Copy out every one of the rows below word for word, with each line as it appears.
## begin Entries provided
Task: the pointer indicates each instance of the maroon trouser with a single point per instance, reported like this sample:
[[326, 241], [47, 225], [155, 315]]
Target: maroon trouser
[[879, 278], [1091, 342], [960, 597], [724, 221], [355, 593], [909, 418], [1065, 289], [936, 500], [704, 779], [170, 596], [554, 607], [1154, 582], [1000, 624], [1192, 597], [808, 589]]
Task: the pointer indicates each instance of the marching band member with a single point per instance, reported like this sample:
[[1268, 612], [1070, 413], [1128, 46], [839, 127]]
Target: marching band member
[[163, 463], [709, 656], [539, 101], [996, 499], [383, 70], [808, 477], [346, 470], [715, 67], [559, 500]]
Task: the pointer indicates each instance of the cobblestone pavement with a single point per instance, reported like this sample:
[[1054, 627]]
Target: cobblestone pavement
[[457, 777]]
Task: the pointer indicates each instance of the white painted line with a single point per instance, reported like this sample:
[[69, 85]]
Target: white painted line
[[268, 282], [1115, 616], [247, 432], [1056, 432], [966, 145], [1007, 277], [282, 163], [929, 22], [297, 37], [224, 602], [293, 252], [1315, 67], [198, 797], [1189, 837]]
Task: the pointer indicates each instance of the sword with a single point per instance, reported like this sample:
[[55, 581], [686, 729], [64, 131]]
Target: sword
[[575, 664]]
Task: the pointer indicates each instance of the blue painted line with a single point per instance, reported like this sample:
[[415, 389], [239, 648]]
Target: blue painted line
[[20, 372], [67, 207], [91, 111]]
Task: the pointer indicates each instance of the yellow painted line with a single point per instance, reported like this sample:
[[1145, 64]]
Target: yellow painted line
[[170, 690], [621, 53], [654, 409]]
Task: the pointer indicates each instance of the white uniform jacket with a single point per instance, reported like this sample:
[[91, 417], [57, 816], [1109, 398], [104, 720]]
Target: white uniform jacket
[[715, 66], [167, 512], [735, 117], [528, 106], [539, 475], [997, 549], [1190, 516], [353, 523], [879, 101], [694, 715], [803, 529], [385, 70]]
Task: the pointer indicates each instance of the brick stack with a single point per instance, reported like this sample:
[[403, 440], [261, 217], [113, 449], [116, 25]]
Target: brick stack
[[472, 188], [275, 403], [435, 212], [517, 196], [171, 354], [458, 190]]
## end Entries provided
Output of the task.
Task: the pointer indicates each instance of the maroon trouser with a single point per instance, reported like this sample:
[[326, 241], [47, 225], [155, 315]]
Target: maroon trouser
[[879, 278], [1091, 342], [960, 597], [724, 221], [355, 593], [909, 418], [1065, 289], [936, 500], [704, 779], [170, 596], [554, 607], [1154, 582], [1000, 624], [1192, 597], [808, 589]]
Task: the pointer indicates each instance of the marching band member with a single point per instance, reported like this sample:
[[1268, 612], [1070, 413], [1128, 46], [839, 127]]
Target: marching band member
[[163, 463], [709, 656], [539, 101], [996, 499], [383, 70], [808, 477], [346, 470], [715, 67], [559, 500]]
Task: the pointer indicates each instance of the cobblestone pavement with a single point per instance, reported like this sample:
[[1054, 627]]
Target: cobblestone pavement
[[457, 777]]
Task: the pointer indicates each instance of the white painted line with a single point per instance, reported like this sample:
[[69, 85]]
Target: white painted line
[[268, 282], [1115, 616], [247, 432], [1056, 432], [966, 145], [1007, 277], [282, 163], [929, 22], [297, 37], [224, 602], [293, 252], [1315, 67], [198, 797], [1189, 837]]
Task: the pointer indicates each instance of the sword with a single point per instance, reported like this sample:
[[55, 581], [686, 729], [64, 131]]
Target: sword
[[575, 664]]
Task: the pointer indicates each instance of the blue painted line with a single point per instance, reported like this sample:
[[415, 389], [239, 648]]
Target: blue painted line
[[20, 372], [67, 207], [91, 111]]
Task: the pointer indicates each instance of the yellow painted line with a single point per instance, reported like this sample:
[[1145, 64]]
Target: yellow painted line
[[170, 690], [621, 53], [654, 409]]
Task: the pointer indicates each instance of the white uniform jacket with a single point per instance, reported like this sample:
[[91, 417], [57, 816], [1109, 398], [104, 720]]
Target: white uniform jacket
[[715, 66], [167, 512], [735, 117], [528, 106], [539, 475], [997, 549], [1190, 516], [353, 523], [879, 101], [694, 715], [803, 529], [385, 70]]
Task: the pointer indicates each instance of the brick stack with a single point per instance, reported like this sample:
[[403, 440], [261, 217], [113, 449], [116, 25]]
Target: brick stack
[[472, 188], [275, 403], [435, 212], [517, 196], [171, 354], [458, 190]]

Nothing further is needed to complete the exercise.